START Data to use

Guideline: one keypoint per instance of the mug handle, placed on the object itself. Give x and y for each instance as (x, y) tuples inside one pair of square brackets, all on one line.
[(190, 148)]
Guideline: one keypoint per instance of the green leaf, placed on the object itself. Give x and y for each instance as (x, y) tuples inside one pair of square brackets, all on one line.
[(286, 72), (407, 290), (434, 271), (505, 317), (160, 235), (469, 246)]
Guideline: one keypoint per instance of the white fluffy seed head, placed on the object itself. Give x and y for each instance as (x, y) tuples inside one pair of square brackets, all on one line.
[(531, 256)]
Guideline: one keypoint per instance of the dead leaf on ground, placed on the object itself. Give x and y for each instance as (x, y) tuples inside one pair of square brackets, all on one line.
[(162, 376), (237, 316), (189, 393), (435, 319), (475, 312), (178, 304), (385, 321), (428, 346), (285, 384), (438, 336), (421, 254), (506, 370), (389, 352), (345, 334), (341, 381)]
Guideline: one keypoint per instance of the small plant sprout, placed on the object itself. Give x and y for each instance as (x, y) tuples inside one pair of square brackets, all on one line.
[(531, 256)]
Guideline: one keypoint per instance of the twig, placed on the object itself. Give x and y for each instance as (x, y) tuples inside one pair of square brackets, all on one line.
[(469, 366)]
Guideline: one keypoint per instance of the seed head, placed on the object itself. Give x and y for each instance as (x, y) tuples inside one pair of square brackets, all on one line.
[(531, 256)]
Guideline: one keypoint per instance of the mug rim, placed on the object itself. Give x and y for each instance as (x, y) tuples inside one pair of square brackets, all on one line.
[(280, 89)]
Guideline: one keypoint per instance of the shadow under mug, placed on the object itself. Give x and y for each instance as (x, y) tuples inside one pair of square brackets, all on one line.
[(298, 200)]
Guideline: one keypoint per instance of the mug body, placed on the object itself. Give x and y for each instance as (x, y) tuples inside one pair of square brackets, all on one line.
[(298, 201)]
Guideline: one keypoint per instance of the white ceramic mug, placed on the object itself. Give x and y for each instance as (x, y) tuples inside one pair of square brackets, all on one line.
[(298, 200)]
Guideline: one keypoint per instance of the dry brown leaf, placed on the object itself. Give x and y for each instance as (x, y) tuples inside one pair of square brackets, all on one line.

END Data to use
START Data to use

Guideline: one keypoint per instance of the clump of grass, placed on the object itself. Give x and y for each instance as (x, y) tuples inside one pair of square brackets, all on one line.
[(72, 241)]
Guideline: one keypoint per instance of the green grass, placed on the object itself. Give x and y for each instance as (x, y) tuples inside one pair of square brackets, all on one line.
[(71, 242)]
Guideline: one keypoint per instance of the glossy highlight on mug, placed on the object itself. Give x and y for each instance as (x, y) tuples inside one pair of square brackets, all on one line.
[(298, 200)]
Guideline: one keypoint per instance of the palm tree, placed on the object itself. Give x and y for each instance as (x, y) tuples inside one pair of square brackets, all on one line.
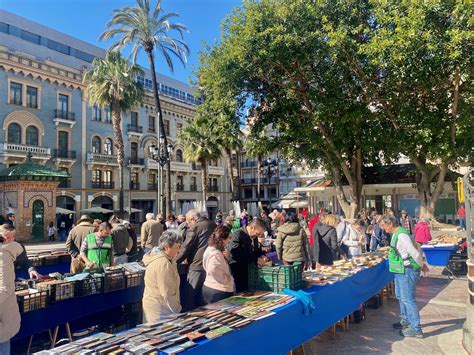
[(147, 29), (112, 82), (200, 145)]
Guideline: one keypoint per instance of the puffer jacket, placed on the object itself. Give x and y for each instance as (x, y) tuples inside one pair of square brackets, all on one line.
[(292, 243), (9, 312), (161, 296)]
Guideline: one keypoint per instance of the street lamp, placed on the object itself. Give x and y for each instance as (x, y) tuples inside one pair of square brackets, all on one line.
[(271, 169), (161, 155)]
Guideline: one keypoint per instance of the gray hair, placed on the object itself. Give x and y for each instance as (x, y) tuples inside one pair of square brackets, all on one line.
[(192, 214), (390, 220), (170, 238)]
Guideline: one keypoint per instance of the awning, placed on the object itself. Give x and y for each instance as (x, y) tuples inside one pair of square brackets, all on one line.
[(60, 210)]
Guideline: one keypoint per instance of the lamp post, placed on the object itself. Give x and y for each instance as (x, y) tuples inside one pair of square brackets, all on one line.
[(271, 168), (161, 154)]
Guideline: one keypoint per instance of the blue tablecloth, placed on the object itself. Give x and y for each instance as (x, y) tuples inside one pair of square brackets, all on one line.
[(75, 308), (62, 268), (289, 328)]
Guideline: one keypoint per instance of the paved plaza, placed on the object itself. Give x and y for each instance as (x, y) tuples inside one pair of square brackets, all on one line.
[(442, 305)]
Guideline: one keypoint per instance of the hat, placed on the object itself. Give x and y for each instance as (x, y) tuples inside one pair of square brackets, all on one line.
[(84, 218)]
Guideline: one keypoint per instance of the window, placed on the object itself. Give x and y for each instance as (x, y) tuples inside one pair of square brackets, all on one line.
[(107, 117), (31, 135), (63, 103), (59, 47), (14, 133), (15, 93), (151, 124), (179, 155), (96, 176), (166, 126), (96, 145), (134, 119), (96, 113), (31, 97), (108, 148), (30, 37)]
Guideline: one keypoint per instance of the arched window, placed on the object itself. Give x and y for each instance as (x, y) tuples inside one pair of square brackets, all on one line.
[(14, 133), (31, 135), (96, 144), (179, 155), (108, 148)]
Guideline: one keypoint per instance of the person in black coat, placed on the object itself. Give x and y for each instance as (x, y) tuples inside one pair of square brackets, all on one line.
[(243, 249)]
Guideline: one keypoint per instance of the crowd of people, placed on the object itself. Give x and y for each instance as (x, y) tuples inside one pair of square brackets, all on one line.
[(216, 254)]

END Data to use

#### [Action item]
The lines above from the one with "Guideline: one keypoint per instance of the shadow" through the one with "Guideline: one keypoint per instance of the dry" are to be duplicated exactly, ends included, with nothing added.

#### [Solution]
Guideline: one keypoint per instance of the shadow under mug, placed on the object itself. Give x and y for each instance as (x, y) tuples inside one pair of square brackets, all on one line.
[(298, 200)]
Guideline: one keypoint per instance of the mug body, placed on the object itself. Give x and y for each instance as (x, y) tuples inside one pair of square brackets, all on one line.
[(298, 201)]
Guideline: one keypoint per instance of the white ceramic mug, placed on the object itself. Give x and y for each instance as (x, y) tuples inside one pair of square brackets, all on one line.
[(298, 200)]
Guideline: one keypoint per instance of the dry brown leaf, placed on the object itself. Give x and y for each instance as (x, y) tuples inside one pair of square brackets, all on one line.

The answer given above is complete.